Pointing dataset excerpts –
"""

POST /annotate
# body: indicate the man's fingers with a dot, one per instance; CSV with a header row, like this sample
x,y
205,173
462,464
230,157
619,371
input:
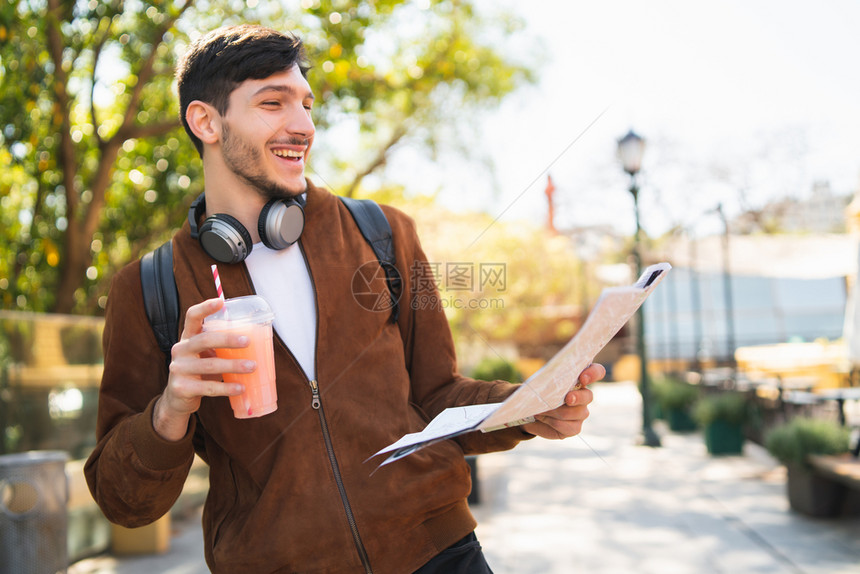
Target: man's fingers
x,y
196,313
579,396
593,372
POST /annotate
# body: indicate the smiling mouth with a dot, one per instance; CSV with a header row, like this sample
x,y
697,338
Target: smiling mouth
x,y
289,153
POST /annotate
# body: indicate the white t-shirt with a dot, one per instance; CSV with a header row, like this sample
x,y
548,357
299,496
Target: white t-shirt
x,y
281,277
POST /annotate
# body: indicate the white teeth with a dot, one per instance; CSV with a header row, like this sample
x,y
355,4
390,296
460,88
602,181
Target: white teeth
x,y
287,153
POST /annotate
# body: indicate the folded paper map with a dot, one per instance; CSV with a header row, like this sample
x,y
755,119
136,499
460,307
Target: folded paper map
x,y
546,389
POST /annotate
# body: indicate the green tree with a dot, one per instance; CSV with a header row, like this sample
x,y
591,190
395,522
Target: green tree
x,y
94,168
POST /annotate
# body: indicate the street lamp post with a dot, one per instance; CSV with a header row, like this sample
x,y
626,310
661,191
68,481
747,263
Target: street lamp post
x,y
630,150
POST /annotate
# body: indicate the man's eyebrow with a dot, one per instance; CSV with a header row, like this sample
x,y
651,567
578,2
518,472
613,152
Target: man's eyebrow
x,y
289,90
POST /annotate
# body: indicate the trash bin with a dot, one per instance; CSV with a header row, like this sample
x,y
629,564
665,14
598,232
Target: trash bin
x,y
33,522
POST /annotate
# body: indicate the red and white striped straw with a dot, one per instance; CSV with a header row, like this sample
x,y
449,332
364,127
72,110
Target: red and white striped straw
x,y
217,282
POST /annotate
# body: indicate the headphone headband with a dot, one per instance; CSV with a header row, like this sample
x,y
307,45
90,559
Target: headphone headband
x,y
225,239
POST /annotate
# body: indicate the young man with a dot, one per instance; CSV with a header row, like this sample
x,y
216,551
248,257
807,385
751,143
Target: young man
x,y
290,491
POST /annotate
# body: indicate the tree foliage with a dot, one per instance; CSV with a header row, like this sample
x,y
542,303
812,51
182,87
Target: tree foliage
x,y
94,168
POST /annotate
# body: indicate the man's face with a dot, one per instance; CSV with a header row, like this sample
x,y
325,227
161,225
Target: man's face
x,y
268,131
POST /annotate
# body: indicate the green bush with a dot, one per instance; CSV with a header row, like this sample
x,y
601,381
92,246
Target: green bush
x,y
729,406
793,442
491,369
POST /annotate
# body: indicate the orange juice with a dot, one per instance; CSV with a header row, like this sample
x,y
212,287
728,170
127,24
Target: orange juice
x,y
249,316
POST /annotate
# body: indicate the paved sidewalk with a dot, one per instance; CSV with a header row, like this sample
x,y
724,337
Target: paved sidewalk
x,y
599,504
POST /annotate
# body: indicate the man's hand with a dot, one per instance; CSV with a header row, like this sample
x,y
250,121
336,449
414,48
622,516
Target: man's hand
x,y
195,371
566,420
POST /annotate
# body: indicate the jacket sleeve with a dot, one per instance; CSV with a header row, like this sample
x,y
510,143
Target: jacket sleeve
x,y
429,347
134,475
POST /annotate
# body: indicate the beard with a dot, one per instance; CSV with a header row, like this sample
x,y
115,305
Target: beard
x,y
245,161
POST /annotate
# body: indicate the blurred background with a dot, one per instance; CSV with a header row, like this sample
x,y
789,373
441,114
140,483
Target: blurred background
x,y
505,130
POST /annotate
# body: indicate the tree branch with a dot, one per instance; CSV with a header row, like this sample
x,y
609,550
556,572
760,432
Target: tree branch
x,y
380,159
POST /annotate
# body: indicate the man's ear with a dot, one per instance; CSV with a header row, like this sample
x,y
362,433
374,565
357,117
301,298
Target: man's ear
x,y
204,121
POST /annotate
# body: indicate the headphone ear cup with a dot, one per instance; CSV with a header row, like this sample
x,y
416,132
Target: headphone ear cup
x,y
281,223
225,239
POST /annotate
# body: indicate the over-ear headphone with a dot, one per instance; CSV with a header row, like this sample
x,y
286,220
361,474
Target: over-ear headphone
x,y
225,239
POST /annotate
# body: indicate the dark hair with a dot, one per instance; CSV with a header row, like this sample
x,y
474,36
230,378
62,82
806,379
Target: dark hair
x,y
219,61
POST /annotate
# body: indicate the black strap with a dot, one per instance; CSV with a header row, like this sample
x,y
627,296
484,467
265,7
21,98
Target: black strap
x,y
160,297
376,230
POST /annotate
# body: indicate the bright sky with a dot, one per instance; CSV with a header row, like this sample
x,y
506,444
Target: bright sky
x,y
761,96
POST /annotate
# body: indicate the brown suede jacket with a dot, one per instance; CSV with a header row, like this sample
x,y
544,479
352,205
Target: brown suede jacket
x,y
291,491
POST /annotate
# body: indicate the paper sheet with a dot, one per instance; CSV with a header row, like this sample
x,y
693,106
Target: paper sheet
x,y
546,389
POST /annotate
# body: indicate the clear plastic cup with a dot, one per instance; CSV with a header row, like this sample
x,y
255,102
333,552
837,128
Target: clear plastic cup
x,y
250,316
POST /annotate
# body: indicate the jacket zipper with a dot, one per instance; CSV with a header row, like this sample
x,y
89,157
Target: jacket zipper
x,y
316,404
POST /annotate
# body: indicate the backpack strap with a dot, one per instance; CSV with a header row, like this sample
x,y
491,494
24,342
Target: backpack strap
x,y
376,230
160,296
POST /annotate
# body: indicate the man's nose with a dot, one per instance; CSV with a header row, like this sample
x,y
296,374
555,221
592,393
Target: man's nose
x,y
301,124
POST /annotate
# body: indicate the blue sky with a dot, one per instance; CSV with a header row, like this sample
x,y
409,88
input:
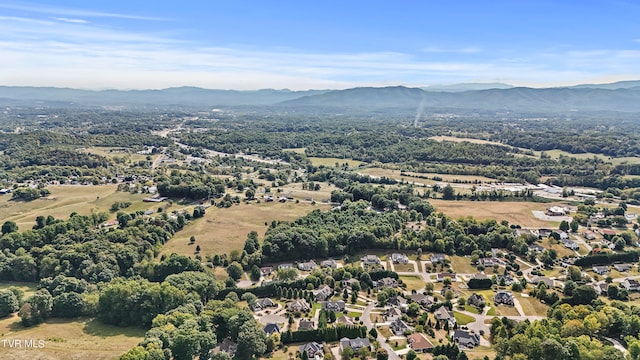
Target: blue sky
x,y
316,44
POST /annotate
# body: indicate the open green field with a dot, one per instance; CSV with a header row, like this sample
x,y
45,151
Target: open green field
x,y
331,162
413,282
66,199
69,339
462,265
413,176
515,212
532,306
224,229
105,151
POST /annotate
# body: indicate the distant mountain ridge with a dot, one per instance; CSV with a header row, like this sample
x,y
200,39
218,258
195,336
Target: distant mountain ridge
x,y
620,97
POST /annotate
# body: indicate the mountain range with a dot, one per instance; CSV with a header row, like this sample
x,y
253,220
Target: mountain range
x,y
621,97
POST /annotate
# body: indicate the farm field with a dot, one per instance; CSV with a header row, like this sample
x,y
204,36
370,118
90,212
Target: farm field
x,y
66,199
413,176
69,339
331,162
515,212
224,229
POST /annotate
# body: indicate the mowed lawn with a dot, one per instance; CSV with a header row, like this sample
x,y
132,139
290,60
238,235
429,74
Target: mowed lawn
x,y
66,199
224,229
515,212
69,339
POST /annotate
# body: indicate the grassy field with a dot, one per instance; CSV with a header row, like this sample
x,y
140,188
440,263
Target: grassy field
x,y
65,199
69,339
532,306
412,176
224,229
28,288
516,212
463,319
331,162
462,265
413,282
105,151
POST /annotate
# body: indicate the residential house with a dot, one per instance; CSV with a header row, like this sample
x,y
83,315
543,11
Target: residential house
x,y
370,260
622,267
335,306
262,303
392,314
313,349
466,339
436,258
272,328
299,305
306,324
322,293
444,314
285,266
386,283
600,270
503,297
227,345
631,285
355,344
422,299
329,263
307,266
476,300
419,343
266,270
443,275
398,258
399,327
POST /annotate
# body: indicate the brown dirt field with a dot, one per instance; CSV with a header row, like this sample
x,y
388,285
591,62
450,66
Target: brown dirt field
x,y
69,339
515,212
224,229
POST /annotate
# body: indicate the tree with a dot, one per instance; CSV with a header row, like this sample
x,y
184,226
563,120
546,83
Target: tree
x,y
37,308
9,227
411,355
574,225
251,340
448,193
8,303
235,271
254,273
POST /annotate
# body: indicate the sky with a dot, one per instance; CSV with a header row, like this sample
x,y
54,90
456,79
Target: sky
x,y
245,45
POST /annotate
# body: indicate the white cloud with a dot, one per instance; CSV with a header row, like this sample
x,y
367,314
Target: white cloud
x,y
66,51
68,12
74,21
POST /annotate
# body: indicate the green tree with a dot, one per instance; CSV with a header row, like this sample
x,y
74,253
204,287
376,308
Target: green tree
x,y
9,227
8,303
235,271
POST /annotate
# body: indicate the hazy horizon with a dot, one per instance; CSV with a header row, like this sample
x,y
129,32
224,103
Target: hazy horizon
x,y
332,45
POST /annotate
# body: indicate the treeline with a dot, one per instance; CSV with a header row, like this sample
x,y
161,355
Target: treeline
x,y
327,334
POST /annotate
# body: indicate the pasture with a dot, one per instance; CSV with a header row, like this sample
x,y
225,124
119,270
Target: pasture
x,y
69,339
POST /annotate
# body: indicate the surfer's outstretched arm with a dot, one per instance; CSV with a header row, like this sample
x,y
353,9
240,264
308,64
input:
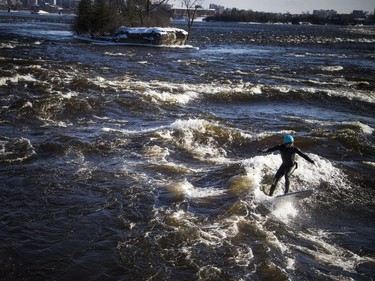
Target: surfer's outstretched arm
x,y
304,156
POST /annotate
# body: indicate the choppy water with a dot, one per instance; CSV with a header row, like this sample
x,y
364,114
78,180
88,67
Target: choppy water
x,y
128,163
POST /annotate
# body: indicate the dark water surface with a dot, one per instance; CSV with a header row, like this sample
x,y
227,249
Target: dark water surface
x,y
129,163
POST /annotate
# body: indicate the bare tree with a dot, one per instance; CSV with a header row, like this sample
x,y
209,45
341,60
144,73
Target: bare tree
x,y
143,9
191,10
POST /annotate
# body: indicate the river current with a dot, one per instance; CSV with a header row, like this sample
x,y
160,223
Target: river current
x,y
139,163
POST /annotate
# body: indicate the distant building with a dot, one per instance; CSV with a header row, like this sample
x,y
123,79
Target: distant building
x,y
219,9
200,12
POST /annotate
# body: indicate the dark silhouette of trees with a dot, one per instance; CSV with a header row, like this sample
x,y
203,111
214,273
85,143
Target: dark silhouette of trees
x,y
103,17
235,15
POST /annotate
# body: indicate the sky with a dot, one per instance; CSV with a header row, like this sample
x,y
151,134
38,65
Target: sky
x,y
295,6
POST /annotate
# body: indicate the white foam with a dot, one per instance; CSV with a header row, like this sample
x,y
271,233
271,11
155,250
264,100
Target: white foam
x,y
332,68
187,189
307,176
16,79
330,253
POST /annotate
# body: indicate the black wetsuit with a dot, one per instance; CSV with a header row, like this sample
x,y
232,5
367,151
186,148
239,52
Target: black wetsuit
x,y
288,156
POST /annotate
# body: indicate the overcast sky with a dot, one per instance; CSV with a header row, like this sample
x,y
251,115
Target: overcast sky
x,y
294,6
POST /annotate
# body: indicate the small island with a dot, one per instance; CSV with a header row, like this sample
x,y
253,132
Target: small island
x,y
129,22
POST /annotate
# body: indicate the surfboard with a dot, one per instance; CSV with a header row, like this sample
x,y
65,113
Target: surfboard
x,y
293,196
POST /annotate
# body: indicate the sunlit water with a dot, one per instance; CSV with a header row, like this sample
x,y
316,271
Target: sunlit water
x,y
137,163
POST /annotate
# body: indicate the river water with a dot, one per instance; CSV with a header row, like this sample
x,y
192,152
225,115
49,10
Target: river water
x,y
138,163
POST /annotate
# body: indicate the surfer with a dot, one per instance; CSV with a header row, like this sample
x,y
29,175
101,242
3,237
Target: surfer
x,y
288,152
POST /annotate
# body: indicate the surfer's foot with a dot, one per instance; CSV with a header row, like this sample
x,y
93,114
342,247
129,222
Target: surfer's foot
x,y
272,189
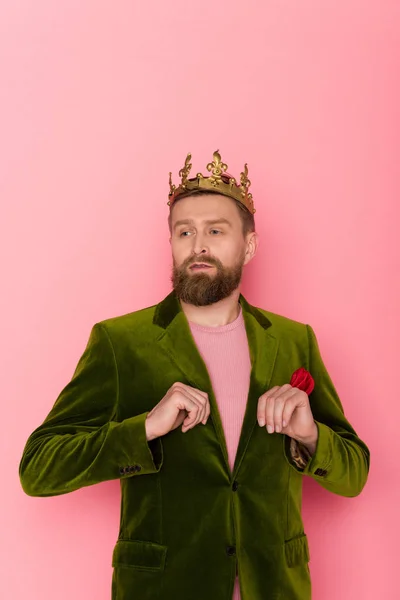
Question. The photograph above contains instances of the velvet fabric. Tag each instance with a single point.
(188, 521)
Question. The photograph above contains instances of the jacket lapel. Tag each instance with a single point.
(177, 341)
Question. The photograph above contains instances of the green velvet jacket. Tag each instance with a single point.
(187, 522)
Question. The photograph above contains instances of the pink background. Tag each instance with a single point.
(99, 100)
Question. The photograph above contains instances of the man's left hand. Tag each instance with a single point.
(286, 409)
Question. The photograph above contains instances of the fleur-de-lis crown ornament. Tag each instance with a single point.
(219, 181)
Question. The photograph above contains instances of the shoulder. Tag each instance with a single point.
(279, 325)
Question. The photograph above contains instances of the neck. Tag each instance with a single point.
(214, 315)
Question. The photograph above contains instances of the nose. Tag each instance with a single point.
(199, 246)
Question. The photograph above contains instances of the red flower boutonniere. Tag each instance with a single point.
(303, 380)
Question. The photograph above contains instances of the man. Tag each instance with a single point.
(189, 404)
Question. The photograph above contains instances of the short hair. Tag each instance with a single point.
(247, 218)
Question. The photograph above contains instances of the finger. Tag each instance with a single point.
(193, 409)
(280, 403)
(196, 416)
(198, 397)
(271, 396)
(269, 413)
(203, 398)
(261, 410)
(288, 410)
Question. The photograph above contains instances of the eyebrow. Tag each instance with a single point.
(207, 222)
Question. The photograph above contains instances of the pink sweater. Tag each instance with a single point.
(225, 352)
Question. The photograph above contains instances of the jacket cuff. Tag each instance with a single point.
(146, 456)
(319, 462)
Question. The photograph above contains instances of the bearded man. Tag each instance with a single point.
(210, 412)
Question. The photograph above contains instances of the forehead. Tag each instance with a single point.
(205, 207)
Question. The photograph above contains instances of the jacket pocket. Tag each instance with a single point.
(137, 554)
(297, 550)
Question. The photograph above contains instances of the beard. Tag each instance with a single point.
(201, 289)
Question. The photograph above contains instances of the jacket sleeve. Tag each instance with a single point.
(341, 459)
(80, 442)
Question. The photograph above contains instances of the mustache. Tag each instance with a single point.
(205, 261)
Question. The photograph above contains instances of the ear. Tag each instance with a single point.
(252, 240)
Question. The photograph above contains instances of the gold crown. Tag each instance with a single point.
(220, 181)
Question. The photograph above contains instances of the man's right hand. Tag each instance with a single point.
(181, 404)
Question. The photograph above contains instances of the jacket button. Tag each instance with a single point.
(320, 472)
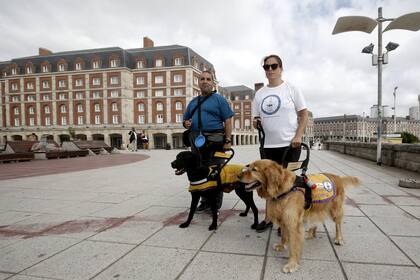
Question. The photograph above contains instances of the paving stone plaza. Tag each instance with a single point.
(121, 222)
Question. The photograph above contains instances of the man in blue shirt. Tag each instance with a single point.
(216, 115)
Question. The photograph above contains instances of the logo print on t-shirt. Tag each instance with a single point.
(270, 104)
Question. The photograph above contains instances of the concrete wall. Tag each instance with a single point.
(405, 156)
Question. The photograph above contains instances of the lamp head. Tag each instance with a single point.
(391, 46)
(368, 49)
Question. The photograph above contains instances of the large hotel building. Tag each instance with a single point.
(101, 94)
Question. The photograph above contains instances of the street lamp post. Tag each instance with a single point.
(395, 109)
(365, 24)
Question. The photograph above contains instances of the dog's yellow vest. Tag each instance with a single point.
(325, 188)
(228, 176)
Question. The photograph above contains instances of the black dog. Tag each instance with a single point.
(200, 185)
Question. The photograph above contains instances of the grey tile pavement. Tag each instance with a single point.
(121, 222)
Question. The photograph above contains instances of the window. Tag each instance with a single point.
(79, 95)
(96, 95)
(114, 80)
(158, 79)
(159, 92)
(177, 78)
(114, 63)
(178, 61)
(179, 118)
(96, 81)
(139, 64)
(140, 81)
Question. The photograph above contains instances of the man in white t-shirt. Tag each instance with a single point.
(281, 109)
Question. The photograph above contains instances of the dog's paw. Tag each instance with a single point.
(278, 247)
(290, 267)
(213, 227)
(339, 242)
(184, 225)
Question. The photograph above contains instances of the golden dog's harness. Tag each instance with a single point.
(317, 188)
(228, 176)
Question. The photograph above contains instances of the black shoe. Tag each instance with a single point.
(202, 207)
(263, 226)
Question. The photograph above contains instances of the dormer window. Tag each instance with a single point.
(114, 63)
(140, 64)
(159, 62)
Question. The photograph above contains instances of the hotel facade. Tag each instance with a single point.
(101, 94)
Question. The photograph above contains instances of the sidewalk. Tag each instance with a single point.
(121, 222)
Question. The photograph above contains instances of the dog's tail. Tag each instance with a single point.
(350, 181)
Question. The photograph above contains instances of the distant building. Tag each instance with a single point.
(101, 93)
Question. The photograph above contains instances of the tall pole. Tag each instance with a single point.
(380, 61)
(395, 109)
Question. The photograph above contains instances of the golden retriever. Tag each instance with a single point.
(271, 181)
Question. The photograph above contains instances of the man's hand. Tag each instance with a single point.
(296, 141)
(187, 124)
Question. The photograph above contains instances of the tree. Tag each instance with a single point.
(409, 138)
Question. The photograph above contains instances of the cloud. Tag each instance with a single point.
(234, 35)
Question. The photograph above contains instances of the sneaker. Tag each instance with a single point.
(263, 226)
(202, 207)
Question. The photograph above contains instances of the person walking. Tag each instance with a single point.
(281, 110)
(209, 114)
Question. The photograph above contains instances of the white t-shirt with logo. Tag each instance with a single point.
(277, 107)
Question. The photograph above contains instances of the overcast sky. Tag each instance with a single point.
(333, 74)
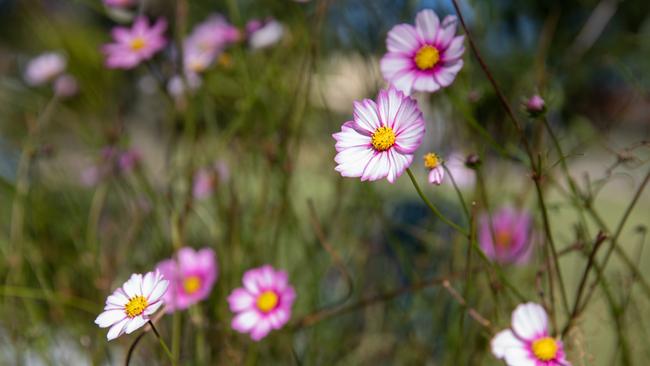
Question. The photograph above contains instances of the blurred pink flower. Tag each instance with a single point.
(263, 304)
(382, 138)
(132, 46)
(509, 237)
(44, 68)
(131, 306)
(424, 57)
(528, 342)
(262, 34)
(192, 275)
(66, 86)
(119, 3)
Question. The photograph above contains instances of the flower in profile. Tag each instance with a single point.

"""

WHAT IS BEING ASKED –
Reproduce precisely the lines of the entries above, from the one containing "retriever. Tag each instance with a single point." through the final one, both ends included, and omit the pictures.

SOLVED PROBLEM –
Question. The photograph above contains instances of the golden retriever. Tag each instance with a single point.
(271, 181)
Question. The photograph above contains instances of the man's hand. Tag each instance with a single point.
(296, 141)
(187, 124)
Question. The photograph above contains instances of the tree. Tag each instance with a single point.
(409, 138)
Question. The photograph above contains instances of the cloud. Tag each instance with a single point.
(234, 35)
Question. The photograph above contains instances of the sneaker. Tag each instance with a single point.
(263, 226)
(202, 207)
Question. The photograph above contains instances of the person walking. Tag each instance with a single point.
(281, 110)
(209, 114)
Question. The photograph above contains instances of the white t-shirt with logo. Tag each instance with a single point.
(277, 107)
Question. The photograph above contains instances of the overcast sky. Tag each instance with a single point.
(333, 74)
Question. The photograph above contains instances of the blurred pink flower. Tag each instance with a single point.
(263, 304)
(382, 138)
(132, 46)
(509, 237)
(44, 68)
(131, 306)
(424, 57)
(528, 342)
(262, 34)
(192, 275)
(66, 86)
(119, 3)
Question. The photograph above contains instances of the flower in profile. Tag each instance with a single point.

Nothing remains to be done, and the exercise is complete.